__WORK INSTRUCTION__.
Lines before the one containing "Where can you see the utility" are left out; copy that line and every later line through the end of the data exactly.

__PROVIDED MATERIAL__.
^^^^

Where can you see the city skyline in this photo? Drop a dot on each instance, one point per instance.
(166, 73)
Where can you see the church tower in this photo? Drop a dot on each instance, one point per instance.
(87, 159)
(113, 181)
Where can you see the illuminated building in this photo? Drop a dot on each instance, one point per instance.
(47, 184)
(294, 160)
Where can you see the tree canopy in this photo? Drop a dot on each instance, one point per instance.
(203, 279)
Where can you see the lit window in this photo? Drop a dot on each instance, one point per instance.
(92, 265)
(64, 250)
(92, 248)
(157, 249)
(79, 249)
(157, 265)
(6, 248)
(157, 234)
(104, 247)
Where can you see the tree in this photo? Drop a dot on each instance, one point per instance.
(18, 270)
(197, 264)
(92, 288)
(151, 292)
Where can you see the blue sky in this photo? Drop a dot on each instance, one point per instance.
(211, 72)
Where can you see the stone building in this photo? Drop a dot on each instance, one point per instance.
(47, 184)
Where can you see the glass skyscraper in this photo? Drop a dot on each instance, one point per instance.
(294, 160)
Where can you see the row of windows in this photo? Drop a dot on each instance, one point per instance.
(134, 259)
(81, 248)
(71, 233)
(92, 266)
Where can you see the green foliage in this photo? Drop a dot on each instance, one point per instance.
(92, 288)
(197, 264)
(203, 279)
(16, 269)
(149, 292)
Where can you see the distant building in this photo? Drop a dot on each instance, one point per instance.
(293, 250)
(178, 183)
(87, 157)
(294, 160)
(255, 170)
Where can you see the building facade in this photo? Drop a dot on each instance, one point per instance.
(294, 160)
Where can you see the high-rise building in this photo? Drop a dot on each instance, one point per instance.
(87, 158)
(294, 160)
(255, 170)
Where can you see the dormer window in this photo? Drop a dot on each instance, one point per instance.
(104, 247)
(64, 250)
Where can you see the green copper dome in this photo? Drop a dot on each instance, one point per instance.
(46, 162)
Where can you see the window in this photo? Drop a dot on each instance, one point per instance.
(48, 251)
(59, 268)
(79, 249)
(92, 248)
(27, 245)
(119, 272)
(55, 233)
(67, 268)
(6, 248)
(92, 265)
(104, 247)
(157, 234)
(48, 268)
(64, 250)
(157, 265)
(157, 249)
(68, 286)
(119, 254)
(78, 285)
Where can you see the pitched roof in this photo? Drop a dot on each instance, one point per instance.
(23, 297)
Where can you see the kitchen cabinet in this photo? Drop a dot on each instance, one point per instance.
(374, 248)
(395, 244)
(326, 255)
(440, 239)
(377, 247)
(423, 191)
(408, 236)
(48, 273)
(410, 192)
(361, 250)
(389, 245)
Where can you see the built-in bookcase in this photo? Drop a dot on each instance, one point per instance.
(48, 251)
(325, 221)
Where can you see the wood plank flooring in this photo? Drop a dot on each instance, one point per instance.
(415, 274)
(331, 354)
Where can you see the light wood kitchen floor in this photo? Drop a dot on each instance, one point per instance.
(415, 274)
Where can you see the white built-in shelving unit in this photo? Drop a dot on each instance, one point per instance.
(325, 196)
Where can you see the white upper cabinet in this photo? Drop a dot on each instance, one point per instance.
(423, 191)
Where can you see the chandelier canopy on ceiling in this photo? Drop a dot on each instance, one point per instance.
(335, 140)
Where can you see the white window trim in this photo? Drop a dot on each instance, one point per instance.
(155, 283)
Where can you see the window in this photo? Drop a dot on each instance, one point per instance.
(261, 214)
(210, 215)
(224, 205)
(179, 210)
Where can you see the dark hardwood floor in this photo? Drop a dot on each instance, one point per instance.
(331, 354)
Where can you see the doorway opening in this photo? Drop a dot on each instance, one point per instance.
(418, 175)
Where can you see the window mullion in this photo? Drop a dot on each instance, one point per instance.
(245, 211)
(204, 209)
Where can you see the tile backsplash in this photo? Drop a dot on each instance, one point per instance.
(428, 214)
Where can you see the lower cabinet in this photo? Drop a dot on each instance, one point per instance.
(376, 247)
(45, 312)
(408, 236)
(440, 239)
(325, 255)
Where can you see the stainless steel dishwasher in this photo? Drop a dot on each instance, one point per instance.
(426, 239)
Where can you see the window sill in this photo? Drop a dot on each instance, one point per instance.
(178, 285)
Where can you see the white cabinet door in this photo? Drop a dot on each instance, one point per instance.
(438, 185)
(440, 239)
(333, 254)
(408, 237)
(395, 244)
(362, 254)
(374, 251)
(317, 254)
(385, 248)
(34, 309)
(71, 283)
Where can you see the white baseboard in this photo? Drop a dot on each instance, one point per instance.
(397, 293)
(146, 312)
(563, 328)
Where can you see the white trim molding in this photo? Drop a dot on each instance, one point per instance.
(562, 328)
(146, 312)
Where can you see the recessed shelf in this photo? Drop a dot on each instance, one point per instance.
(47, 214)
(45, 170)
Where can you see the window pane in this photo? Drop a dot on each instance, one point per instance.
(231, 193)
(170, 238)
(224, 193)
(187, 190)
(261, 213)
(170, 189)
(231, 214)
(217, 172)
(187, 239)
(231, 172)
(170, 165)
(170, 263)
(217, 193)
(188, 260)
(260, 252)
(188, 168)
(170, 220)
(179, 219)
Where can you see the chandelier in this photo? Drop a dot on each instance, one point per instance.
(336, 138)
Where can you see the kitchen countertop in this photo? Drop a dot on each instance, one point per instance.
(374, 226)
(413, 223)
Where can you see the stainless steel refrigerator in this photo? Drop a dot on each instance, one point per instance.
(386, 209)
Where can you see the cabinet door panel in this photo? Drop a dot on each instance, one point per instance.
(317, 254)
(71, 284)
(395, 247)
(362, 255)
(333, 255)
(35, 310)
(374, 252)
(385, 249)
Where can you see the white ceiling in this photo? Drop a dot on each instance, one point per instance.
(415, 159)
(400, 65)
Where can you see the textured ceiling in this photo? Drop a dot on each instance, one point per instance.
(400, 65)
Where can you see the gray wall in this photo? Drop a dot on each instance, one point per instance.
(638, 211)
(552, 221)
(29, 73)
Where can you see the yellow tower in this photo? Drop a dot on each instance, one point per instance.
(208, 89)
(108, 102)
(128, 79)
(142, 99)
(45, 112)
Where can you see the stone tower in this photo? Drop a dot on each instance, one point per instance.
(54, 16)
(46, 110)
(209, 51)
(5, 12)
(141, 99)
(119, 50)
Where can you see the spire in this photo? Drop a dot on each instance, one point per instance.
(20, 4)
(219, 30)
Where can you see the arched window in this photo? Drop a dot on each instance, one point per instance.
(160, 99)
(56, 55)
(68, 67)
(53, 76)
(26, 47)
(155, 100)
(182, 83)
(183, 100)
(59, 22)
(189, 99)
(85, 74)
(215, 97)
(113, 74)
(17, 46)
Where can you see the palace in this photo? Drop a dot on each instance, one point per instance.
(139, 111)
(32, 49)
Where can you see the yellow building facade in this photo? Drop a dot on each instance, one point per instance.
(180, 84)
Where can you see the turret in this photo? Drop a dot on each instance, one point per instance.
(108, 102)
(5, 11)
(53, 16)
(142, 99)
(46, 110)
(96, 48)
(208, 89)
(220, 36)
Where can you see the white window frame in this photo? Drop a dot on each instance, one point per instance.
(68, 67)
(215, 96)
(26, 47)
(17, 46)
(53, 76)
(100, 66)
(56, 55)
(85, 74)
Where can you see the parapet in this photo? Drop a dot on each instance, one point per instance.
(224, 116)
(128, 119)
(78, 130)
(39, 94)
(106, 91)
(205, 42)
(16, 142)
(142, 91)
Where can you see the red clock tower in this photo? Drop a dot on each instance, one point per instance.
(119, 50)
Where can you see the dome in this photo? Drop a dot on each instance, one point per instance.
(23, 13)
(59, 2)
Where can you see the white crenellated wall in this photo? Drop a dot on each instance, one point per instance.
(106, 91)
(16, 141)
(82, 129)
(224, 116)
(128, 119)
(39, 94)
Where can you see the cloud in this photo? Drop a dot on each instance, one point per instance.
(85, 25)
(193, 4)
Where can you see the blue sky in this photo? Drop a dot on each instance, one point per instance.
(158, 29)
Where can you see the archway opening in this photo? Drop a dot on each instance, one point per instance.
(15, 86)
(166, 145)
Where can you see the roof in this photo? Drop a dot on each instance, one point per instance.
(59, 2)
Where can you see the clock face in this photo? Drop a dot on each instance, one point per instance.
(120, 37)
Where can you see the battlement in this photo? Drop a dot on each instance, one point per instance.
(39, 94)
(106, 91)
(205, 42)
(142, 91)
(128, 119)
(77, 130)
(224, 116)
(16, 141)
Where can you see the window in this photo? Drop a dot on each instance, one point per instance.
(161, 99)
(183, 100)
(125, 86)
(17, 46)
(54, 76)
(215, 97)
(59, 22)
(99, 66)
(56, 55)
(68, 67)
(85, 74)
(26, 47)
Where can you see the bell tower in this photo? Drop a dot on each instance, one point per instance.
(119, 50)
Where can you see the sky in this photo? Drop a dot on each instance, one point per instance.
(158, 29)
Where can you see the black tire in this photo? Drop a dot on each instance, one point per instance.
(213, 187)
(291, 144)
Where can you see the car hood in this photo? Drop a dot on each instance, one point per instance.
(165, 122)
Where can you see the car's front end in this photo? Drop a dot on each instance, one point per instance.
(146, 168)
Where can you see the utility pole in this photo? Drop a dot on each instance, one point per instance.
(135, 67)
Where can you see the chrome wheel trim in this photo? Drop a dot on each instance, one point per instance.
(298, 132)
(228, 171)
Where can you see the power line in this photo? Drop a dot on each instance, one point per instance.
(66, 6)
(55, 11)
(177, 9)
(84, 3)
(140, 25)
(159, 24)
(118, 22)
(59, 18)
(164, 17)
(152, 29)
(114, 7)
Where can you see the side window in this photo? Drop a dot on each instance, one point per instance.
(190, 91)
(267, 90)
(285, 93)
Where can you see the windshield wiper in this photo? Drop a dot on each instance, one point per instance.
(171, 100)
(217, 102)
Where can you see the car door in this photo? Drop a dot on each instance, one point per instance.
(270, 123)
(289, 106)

^^^^

__EXERCISE ANSWER__.
Where can you see the utility pole in this photo? Drop a dot on each instance, one point per instance.
(135, 67)
Where can you see the chrome wheel trim in this photo? Drop a dot on each instance, one point per instance.
(298, 132)
(228, 171)
Where can you see the power line in this photo? Drop a dot on each instance, one point per instance.
(66, 6)
(55, 11)
(177, 9)
(84, 3)
(140, 25)
(159, 24)
(118, 22)
(59, 18)
(164, 17)
(152, 29)
(114, 7)
Where can you see the side window in this photo? Drop a dot on each instance, one point per instance.
(190, 91)
(267, 90)
(285, 93)
Where can you see the windshield wiper in this photo? Drop a dot on each instance, one point per instance.
(171, 100)
(217, 102)
Where can you see the car door in this photo? Drop a dot on each instance, one point per instance.
(270, 123)
(289, 106)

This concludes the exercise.